____ Article

# new employee



## 3Peasdrain (Feb 5, 2010)

Would like to introduce myself . I see that is the way things are done her which is cool. I guess i should of done that awhile ago. I hope I can be a productive member of this club? I have been in the plumbing and drain cleaning trade for 20 years and have found my calling to be repair work in plumbing and some serious drain cleaning I love the smell its just dollars in the drawer. Well its nice to find a brotherhood that understands people :thumbsup:


----------



## Pipe Rat (Apr 5, 2009)

3Peasdrain said:


> Would like to introduce myself . I see that is the way things are done her which is cool. I guess i should of done that awhile ago. I hope I can be a productive member of this club? I have been in the plumbing and drain cleaning trade for 20 years and have found my calling to be repair work in plumbing and some serious drain cleaning I love the smell its just dollars in the drawer. *Well its nice to find a brotherhood that understands people* :thumbsup:


Welcome but are you sure we're talking about the same crowd here?:blink::no:


----------



## Phat Cat (Apr 1, 2009)

Piperat said:


> Welcome but are you sure we're talking about the same crowd here?:blink::no:


Welcome to PZ!

________

• [Job 1]
Reproduce the plumbing forum thread from "## 3Peasdrain (Feb" to "(Apr 5, 2009)".
• [Job 2]
Carry on the plumbing forum thread from the point where it stops.
The records are separate material and are not part of the plumbing forum thread.

____ Provided information

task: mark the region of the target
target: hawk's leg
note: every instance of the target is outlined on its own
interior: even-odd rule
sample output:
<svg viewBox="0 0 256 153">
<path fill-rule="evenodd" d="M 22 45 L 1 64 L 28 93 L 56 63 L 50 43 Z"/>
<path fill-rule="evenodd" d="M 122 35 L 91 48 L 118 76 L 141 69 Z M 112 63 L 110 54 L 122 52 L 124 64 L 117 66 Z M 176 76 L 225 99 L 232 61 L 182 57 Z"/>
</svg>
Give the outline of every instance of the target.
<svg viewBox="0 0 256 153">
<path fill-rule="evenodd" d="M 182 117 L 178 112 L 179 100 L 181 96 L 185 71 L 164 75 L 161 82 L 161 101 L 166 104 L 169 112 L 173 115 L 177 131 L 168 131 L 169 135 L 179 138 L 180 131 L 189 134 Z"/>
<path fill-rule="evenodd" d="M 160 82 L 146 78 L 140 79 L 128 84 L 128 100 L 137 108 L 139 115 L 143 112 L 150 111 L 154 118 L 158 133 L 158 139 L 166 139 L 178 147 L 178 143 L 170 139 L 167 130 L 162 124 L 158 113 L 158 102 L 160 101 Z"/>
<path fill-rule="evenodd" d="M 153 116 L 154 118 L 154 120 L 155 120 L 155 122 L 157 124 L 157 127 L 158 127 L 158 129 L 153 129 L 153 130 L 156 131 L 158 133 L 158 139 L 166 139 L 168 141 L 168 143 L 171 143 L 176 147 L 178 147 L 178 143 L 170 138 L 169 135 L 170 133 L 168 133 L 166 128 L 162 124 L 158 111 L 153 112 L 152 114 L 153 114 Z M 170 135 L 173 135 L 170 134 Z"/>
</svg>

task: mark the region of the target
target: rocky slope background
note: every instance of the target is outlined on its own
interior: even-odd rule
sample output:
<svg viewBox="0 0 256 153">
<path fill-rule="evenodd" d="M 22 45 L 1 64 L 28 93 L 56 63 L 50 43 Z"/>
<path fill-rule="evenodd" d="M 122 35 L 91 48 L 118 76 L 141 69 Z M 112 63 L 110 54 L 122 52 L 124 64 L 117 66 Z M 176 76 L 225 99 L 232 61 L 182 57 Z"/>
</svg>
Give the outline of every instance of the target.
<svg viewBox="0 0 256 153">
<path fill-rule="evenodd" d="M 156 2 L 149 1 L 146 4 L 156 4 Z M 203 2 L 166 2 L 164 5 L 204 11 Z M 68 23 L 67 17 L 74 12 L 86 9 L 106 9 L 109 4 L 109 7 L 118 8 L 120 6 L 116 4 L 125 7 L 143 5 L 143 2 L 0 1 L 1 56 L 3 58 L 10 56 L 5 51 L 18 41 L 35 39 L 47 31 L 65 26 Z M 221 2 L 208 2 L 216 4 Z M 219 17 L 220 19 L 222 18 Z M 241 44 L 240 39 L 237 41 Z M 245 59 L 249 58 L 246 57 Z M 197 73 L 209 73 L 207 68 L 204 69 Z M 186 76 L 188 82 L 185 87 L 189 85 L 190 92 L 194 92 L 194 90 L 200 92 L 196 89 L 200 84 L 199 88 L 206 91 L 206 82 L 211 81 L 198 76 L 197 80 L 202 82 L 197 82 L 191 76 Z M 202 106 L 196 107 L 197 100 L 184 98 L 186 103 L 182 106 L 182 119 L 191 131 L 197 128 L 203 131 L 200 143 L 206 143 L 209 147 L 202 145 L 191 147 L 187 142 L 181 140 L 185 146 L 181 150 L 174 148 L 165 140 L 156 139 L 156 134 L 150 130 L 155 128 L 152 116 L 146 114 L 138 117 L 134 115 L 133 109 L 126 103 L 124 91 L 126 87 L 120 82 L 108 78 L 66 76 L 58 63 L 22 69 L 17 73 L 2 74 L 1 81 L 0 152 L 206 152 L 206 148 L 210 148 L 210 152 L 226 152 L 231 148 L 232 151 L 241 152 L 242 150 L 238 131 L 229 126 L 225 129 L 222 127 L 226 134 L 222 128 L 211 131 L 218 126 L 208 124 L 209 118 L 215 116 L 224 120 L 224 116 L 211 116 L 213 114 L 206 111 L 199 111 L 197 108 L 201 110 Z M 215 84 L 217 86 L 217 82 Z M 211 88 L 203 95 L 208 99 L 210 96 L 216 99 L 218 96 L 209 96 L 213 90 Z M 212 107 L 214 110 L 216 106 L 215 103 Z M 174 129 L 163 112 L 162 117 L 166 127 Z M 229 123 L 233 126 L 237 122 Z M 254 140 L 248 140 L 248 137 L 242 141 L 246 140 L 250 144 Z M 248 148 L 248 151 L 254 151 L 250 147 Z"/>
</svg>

________

• [Task result 1]
## 3Peasdrain (Feb 5, 2010)

Would like to introduce myself . I see that is the way things are done her which is cool. I guess i should of done that awhile ago. I hope I can be a productive member of this club? I have been in the plumbing and drain cleaning trade for 20 years and have found my calling to be repair work in plumbing and some serious drain cleaning I love the smell its just dollars in the drawer. Well its nice to find a brotherhood that understands people :thumbsup:


----------



## Pipe Rat (Apr 5, 2009)

• [Task result 2]
Piperat - I think he meant 'sisterhood,' because we know the sole purpose of the brotherhood is to take you down. :laughing:


----------



## Tommy plumber (Feb 19, 2010)

Welcome aboard 3 pc drain.


----------



## Ron (Jun 12, 2008)

The Zone welcomes you,


----------



## PaulW (Jul 31, 2008)

Being relativley new here myself, I have found a good knowledgable group here. Take a penny leave a penny.

Paul


----------



## 3Peasdrain (Feb 5, 2010)

*new employee to RON THE A HOLE*

I think you are the IDIOT and need a good a%%whooping


----------



## Ron (Jun 12, 2008)

3Peasdrain said:


> I think you are the IDIOT and need a good a%%whooping



My Signeture

It means nothing towards anyone. relax. It for all the diyer's that show up on here looking for advice. it is not directed towards anyone on here.


----------



## Ron (Jun 12, 2008)

3Peasdrain said:


> I think you are the IDIOT and need a good a%%whooping


There is that better. :thumbsup:


----------



## ranman (Jan 24, 2010)

welcome to the nut house:whistling2:


----------



## AssTyme (May 15, 2010)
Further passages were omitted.